[WRITTEN EXERCISE A]:
Answer these questions using the multimedia query text:
(i) Besides speaking, what two other ways of giving input are mentioned for the user?
(ii) If no multimedia search engine exists, to which service is the background music sent?
(iii) Which circuitry does logic circuitry 110 instruct to separate the video, audio, and text streams?
[WRITTEN EXERCISE B]: Write the next part of the multimedia query text, picking up right after its final sentence.

[TEXT]:
────────────────────────────────────────

In yet a further embodiment of the present invention, query generation circuitry 104 may utilize user inputs when forming the individual queries. This is accomplished by applying, for example, known speech capture and voice recognition technology to capture spoken user commands/questions, such as, "what country was this video filmed in?", "who is the actor with the gray hair", . . . , etc. Alternatively, the user might type the input on a keyboard/keypad, use gestured motions via instrumented sensors in the remote control, etc. Media query selection and weighting circuitry 105 serves to receive the image query, audio query, and text query from query generation circuitry 104 and form either a single query from the three queries, or form multiple queries and send them out separately to a search engine (not shown). When forming a single query by circuitry 105, a multimedia sequence with metadata is synthesized with respect of the semantic analysis of multimedia and multimodal inputs. For instance, when watching TV and a user said "what country was this video filmed in?", a video clip only contains background images and music, which are annotated with country-level geo-tag metadata extracted from the original TV-show or web suggestion services, is synthesized. As another example, when watching TV and a user said "who is the actor with the gray hair", a video clip, which only contains images and voices of this actor, is generated without any supporting crews.
In case that there exists no multimedia search engine, the circuitry 105 will send out multiple queries: each query for a media. For instance, when watching TV and a user said "what country was this video filmed in?", a sequence of background pictures is sent to an image search engine, a country-level geo-tag is sent to geo-tag look-up service, and background music is sent to music genre identification service. The returned results from multiple search services are integrated according to a semantic analysis of the input.
During operation of system 100 content providers provide multimedia content to television 102. A person using remote 107 or speech recognition circuitry 106 may inquire about a particular object, image, or text within a multimedia scene. When an inquiry is made, logic circuitry 110 receives the user inquiry from either remote 107 or speech recognition circuitry 106. Logic circuitry 110 then instructs media separation circuitry 103 to separate the video, audio, and text streams from the multimedia content. Logic circuitry 110 also instructs query generation circuitry 104 to generate a query based on the video, voice, and textual streams. As discussed above, this query may comprise a single query, or alternatively may comprise a video, voice, and/or text query. Logic circuitry 110 also instructs query selection and weighting circuitry 105 to generate a query to be sent out to a search engine and to send the query to a search engine. In response, a search engine will provide search results to the user. Search results may simply be provided to television 102 and displayed for a user, may be emailed to the user, may be provided back to selection and weighting circuitry 105, or may be provided to the user as a series of links within a web page on a computer (not shown).

────────────────────────────────────────

[Entries from a point annotation set]:
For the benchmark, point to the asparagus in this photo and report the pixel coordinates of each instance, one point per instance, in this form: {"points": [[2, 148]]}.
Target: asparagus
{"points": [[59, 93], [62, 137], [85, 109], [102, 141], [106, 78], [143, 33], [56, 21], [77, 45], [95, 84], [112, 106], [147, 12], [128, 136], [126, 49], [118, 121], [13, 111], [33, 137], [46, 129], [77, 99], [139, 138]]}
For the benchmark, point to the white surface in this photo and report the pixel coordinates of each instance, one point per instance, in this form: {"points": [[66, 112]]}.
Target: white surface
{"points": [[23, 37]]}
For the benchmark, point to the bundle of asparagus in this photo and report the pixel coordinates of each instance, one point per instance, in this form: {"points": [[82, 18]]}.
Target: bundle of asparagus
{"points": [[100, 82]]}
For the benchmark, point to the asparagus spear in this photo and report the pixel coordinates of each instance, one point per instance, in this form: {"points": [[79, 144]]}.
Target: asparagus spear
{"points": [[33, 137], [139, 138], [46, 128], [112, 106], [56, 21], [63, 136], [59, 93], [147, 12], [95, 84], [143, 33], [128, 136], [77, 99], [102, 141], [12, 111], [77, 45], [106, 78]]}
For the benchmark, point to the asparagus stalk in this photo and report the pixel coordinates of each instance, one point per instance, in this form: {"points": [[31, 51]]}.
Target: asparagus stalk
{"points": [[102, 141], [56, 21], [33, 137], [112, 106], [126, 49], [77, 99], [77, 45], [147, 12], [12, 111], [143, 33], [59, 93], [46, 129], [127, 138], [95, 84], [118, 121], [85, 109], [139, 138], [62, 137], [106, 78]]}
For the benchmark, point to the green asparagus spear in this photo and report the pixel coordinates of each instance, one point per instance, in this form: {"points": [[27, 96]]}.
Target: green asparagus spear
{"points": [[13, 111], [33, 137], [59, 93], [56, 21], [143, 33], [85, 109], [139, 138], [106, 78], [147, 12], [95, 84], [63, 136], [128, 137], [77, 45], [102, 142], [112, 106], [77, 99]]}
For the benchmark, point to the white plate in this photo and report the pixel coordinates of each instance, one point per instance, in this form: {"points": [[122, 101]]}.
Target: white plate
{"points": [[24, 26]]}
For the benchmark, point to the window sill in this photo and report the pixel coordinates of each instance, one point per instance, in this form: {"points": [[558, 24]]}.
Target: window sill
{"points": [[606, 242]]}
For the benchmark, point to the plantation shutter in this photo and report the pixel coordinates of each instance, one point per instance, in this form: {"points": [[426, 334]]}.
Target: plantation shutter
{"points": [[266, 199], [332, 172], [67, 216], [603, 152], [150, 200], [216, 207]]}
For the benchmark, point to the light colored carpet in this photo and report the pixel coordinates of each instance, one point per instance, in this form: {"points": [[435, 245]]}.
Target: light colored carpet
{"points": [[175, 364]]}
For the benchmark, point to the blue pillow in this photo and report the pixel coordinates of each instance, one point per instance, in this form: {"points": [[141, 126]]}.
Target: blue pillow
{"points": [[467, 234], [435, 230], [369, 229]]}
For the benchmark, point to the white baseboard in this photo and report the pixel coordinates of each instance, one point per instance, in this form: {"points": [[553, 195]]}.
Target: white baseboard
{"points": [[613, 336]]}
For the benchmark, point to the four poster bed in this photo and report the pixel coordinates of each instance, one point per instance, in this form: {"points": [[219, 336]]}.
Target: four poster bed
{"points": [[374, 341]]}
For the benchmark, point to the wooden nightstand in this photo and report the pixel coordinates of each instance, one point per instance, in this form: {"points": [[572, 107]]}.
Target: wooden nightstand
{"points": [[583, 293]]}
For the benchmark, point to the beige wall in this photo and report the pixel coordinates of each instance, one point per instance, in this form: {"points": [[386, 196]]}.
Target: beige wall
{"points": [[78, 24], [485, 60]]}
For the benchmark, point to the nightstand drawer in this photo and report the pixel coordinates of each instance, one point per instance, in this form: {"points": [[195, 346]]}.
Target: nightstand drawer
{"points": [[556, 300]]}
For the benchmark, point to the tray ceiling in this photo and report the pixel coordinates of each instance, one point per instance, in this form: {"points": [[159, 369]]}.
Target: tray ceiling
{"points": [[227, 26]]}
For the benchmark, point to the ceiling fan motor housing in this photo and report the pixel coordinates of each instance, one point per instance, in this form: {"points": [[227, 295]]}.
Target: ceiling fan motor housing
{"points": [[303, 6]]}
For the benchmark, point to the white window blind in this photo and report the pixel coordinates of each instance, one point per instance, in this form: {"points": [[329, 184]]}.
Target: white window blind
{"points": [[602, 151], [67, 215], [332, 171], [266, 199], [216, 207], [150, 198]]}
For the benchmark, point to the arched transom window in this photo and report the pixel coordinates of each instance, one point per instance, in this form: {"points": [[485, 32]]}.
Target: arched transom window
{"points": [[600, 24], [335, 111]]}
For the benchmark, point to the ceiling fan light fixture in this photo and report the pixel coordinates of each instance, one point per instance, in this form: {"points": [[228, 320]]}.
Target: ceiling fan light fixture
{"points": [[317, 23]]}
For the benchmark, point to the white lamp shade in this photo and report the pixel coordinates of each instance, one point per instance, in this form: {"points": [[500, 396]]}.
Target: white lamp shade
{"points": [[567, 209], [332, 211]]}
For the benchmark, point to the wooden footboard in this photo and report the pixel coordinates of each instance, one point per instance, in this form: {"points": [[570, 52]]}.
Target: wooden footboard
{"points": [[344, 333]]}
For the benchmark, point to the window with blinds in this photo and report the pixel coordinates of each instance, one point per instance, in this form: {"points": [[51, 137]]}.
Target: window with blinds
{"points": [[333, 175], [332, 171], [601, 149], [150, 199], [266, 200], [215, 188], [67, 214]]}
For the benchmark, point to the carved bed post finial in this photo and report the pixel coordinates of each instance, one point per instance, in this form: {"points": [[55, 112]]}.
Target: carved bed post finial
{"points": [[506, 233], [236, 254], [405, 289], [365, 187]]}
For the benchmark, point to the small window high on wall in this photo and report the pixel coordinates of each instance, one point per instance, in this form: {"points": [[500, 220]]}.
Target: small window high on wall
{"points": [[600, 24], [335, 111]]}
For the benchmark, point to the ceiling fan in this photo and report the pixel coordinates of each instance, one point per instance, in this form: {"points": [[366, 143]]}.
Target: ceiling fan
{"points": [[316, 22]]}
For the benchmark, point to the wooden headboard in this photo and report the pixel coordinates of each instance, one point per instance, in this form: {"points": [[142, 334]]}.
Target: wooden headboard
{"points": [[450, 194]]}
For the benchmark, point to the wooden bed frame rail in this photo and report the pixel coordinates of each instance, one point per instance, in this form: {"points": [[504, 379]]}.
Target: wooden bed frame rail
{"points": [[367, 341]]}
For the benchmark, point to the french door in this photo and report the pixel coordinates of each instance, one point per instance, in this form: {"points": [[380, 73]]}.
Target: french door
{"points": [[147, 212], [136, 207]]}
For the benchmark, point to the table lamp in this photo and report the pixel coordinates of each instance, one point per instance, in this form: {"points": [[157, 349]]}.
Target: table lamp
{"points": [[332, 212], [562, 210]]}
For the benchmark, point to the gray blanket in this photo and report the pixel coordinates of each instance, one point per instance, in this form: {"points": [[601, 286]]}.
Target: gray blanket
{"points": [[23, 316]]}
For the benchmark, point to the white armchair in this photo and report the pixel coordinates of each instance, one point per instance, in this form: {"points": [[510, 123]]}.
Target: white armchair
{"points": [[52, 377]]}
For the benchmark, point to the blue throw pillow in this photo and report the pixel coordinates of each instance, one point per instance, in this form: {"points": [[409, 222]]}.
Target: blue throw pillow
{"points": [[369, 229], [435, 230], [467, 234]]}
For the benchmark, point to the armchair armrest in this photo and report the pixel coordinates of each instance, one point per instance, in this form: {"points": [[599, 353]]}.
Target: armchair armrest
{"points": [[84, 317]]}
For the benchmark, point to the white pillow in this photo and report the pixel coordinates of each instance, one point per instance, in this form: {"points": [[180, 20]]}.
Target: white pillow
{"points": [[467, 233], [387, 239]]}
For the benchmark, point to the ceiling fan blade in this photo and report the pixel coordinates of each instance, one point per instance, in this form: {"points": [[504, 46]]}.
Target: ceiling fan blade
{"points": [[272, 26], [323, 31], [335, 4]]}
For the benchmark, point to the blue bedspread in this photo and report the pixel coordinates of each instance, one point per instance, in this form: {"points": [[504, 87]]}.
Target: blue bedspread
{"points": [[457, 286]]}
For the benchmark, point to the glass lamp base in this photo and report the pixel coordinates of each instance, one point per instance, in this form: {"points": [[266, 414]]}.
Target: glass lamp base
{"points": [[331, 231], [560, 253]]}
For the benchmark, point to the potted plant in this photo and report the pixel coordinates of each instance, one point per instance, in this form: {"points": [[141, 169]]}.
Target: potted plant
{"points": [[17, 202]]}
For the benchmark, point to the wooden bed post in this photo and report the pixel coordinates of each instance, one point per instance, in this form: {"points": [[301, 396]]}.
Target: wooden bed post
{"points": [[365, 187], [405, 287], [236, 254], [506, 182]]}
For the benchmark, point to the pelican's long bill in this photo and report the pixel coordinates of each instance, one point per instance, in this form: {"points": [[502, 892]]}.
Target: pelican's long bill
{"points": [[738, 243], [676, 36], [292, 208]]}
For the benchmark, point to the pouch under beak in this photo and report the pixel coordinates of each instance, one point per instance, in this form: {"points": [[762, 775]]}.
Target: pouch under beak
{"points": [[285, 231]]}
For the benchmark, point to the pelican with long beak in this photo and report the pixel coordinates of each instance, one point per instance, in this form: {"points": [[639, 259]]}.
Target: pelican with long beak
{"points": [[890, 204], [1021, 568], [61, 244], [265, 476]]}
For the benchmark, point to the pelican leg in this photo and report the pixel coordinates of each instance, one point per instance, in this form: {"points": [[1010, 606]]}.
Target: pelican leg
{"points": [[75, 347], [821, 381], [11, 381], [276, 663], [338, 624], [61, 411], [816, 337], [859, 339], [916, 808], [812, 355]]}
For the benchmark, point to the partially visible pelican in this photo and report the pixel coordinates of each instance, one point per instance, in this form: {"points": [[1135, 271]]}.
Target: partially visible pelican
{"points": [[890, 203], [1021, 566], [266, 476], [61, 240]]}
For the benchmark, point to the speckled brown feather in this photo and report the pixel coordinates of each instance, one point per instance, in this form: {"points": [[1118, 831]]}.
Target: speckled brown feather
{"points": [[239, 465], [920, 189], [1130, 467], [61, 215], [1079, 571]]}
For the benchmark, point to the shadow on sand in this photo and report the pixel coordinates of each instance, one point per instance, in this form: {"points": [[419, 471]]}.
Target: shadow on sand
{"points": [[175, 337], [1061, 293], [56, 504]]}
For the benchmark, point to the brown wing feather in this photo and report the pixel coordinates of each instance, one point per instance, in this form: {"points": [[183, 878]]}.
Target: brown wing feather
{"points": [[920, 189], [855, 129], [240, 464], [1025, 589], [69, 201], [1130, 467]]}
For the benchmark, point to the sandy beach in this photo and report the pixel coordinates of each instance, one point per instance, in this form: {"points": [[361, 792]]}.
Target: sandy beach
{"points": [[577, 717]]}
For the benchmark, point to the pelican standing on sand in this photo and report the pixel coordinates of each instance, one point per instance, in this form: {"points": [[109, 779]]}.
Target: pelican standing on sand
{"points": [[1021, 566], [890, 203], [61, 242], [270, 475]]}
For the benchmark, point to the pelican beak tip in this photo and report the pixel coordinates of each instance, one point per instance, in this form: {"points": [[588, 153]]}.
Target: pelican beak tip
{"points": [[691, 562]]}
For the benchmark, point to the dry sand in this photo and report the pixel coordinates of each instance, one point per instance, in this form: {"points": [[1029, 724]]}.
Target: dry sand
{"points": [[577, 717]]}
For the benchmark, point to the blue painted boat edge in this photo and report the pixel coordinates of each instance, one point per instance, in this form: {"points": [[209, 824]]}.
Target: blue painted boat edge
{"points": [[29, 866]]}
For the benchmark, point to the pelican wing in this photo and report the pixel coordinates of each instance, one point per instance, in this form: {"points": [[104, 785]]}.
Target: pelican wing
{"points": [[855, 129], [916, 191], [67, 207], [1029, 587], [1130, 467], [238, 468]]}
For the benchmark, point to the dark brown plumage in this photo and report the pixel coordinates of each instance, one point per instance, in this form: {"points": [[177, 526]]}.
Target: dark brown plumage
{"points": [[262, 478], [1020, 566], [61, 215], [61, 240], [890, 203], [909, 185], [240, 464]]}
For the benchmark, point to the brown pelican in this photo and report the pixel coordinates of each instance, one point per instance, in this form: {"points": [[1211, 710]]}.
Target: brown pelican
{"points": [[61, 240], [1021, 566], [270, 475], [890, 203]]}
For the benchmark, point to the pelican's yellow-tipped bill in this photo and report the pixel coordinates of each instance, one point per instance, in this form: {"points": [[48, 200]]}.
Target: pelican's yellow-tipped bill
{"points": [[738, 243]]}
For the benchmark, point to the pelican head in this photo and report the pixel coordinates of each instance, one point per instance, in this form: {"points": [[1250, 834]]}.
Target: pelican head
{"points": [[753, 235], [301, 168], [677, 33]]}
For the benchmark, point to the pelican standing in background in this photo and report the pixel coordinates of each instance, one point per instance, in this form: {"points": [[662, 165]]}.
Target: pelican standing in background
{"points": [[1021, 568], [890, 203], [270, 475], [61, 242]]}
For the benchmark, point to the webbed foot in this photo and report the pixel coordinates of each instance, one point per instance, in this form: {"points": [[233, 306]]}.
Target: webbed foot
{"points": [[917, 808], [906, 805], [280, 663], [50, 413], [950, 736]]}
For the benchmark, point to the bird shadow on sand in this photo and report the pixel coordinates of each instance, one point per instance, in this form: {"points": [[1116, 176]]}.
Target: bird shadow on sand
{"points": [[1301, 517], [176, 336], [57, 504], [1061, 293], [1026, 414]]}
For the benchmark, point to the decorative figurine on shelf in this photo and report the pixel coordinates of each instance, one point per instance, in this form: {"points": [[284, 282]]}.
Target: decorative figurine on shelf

────────────────────────────────────────

[EXPECTED ANSWER A]:
(i) Typing on a keyboard/keypad, and gestured motions via instrumented sensors in the remote control.
(ii) A music genre identification service.
(iii) Media separation circuitry 103.

[EXPECTED ANSWER B]:
FIG. 2. is a flow chart showing operation of the system of FIG. 1 after receiving a command to generate a query. The logic flow begins at step 201 where multi-media device 102 receives multi-media content from a content provider. At step 203, media separation circuitry 103 receives a portion of the multi-media content and separates the multi-media portion into elemental streams (at least a video portion and an audio portion). The elemental streams are then passed to query generation circuitry 104 (step 205). As discussed above, query generation circuitry 104 creates multiple queries from the elemental streams (step 207). As discussed above, the query can be optionally based on a suggestion service, a personal profile, and a user input. At step 209 multiple queries are output from query generation circuitry 104. As discussed, there may exist a query for each media type. For example, query generation circuitry 104 may generate at least a video query, an image query comprising an image, an audio query comprising an audio segment, and/or a text query comprising text. The queries enter selection and weighting circuitry 105 where they are weighted and output to a search engine (step 211 ). Step 211 may comprise the step of generating at least one query. As discussed above, the queries multiple queries received by circuitry 105 may be combined into a single query, or may be sent separately to separate search engines. Finally, at step 213 search results are provided from the search engine. As discussed above, the search results may simply be provided to television 102 and displayed for a user, may be emailed to the user, may be provided back to selection and weighting circuitry 105, or may be provided to the user as a series of links within a web page on a computer (not shown).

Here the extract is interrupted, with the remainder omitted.